Question for the equities wizards out there, explain this.

Discussion in 'Stocks' started by PlusMinus, Dec 17, 2009.

  1. I'd like for someone to explain why when this market has experienced such a ridiculous run up over the past year that stocks that are supposedly very fundamentally sound remain so undervalued. This particular stock, SUSQ, has seen almost no action on the upside after falling to a low of the 4's. It now trades at 5.61.

    Why? Is it a victim of being a bank, and it's being shorted by the hedge funds as part of a sector bet? Or is there something else here at play?
     
  2. Tide31

    Tide31

    Don't think it has a big short interest. It's a growth story and these small regional bank stocks have not done all that well. They have made no money this year at least relative to years past. Big writeoffs/provisions. That being said, a number of people think that these are the place to be. This stock normally trades at 2x tangible book. Its trading at .7x tb. It really has been overlooked. Stocks tend to trade off future earnings and there doesnt seem to be a lot of risk here at $5.50. Might have to wait for growth/economy to start kicking in though.
■ ■ ■ ■
→ WHAT IS ASKED
Using the forum thread about SUSQ, decide whether each statement agrees with it, answering yes or no and quoting the deciding words: (a) SUSQ now trades at 5.61. (b) The reply holds that the stock has a big short interest. (c) The reply says the stock normally trades at 2x tangible book.
■ ■ ■ ■
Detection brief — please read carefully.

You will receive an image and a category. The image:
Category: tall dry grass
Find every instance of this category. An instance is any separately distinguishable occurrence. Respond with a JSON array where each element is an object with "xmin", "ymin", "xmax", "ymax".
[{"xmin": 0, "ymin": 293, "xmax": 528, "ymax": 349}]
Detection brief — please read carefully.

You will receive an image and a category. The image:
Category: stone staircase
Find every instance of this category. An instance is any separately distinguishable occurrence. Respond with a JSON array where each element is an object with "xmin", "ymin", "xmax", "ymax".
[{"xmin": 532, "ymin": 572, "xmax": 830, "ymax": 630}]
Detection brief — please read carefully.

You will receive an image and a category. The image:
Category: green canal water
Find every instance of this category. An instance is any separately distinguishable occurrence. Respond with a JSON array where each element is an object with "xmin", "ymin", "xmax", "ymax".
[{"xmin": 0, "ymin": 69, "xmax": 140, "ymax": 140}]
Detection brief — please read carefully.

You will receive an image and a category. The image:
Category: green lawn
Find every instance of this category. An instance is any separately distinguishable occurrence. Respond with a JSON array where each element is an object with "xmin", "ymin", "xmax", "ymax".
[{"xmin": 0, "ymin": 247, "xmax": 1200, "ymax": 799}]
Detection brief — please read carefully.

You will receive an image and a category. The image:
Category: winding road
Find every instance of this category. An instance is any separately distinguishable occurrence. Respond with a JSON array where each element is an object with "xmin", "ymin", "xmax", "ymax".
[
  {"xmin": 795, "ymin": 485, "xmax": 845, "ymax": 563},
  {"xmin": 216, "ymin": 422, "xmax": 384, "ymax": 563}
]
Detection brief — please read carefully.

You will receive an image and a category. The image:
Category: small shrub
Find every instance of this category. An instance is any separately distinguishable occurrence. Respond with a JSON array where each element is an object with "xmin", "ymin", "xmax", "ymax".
■ ■ ■ ■
→ RESPONSE
(a) Yes: "It now trades at 5.61."
(b) No: "Don't think it has a big short interest."
(c) Yes: "This stock normally trades at 2x tangible book."